=== Exercise instructions ===
Your answer should be an exact copy of the listing.
[Opening Entries shown section]
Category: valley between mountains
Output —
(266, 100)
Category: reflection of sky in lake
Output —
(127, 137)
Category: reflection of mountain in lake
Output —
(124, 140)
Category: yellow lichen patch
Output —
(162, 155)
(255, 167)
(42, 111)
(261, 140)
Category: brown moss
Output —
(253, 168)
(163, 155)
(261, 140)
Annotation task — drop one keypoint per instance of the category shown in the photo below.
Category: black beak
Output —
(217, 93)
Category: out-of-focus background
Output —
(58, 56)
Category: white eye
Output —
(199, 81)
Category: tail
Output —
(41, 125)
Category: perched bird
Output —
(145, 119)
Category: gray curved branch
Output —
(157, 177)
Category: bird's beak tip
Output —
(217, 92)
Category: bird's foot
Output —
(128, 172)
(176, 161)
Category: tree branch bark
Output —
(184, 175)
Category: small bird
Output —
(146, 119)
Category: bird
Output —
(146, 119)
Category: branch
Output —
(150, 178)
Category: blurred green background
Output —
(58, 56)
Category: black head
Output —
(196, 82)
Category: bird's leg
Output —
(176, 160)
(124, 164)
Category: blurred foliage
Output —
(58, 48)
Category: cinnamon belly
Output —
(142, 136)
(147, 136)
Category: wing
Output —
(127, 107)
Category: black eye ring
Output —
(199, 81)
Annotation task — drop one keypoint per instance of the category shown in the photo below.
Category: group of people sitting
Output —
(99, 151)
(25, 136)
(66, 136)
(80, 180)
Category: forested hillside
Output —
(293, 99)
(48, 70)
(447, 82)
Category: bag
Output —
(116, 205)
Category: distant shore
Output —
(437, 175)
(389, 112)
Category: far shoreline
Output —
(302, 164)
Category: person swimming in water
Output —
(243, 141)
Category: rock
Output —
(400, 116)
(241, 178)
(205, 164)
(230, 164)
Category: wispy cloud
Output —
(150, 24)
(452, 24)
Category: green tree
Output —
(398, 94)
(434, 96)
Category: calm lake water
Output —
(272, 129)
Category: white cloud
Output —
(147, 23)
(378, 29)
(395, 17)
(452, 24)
[Closing Entries shown section]
=== Task answer ===
Category: valley between mountains
Output —
(266, 100)
Category: reflection of sky in lake
Output —
(127, 137)
Category: reflection of mountain in lake
Output —
(124, 140)
Category: yellow lichen patch
Output —
(162, 155)
(255, 167)
(42, 111)
(261, 140)
Category: brown moss
Output —
(253, 168)
(163, 155)
(261, 140)
Annotation task — drop one keypoint per instance of the category shown in the photo below.
Category: black beak
Output —
(217, 93)
Category: out-of-focus background
Output —
(58, 56)
Category: white eye
Output —
(199, 81)
Category: tail
Output —
(41, 125)
Category: perched bird
Output —
(145, 119)
Category: gray curved branch
Output —
(157, 177)
Category: bird's beak tip
Output —
(217, 92)
Category: bird's foot
Output —
(128, 172)
(176, 161)
Category: tree branch bark
Output —
(184, 175)
Category: small bird
Output —
(146, 119)
Category: bird
Output —
(146, 119)
Category: branch
Output —
(150, 178)
Category: blurred green background
Output —
(58, 56)
Category: black head
Output —
(196, 82)
Category: bird's leg
Output —
(176, 160)
(124, 164)
Category: blurred foliage
Output —
(58, 48)
Category: cinnamon belly
Output —
(142, 136)
(147, 136)
Category: wing
Output —
(127, 107)
Category: black eye ring
Output —
(199, 81)
Annotation task — drop one keypoint per instance of the category shown in the photo below.
Category: group of people sitting
Output —
(99, 151)
(25, 136)
(66, 136)
(80, 180)
Category: forested hillside
Output —
(293, 99)
(48, 70)
(447, 82)
Category: bag
Output —
(116, 205)
Category: distant shore
Output —
(437, 175)
(389, 112)
Category: far shoreline
Output —
(302, 164)
Category: person swimming in water
Output —
(243, 141)
Category: rock
Output —
(400, 116)
(241, 178)
(205, 164)
(230, 164)
Category: wispy cloud
Output —
(150, 24)
(452, 24)
Category: green tree
Output —
(398, 94)
(434, 96)
Category: calm lake water
Output —
(272, 129)
Category: white cloud
Output —
(147, 23)
(378, 29)
(395, 17)
(452, 24)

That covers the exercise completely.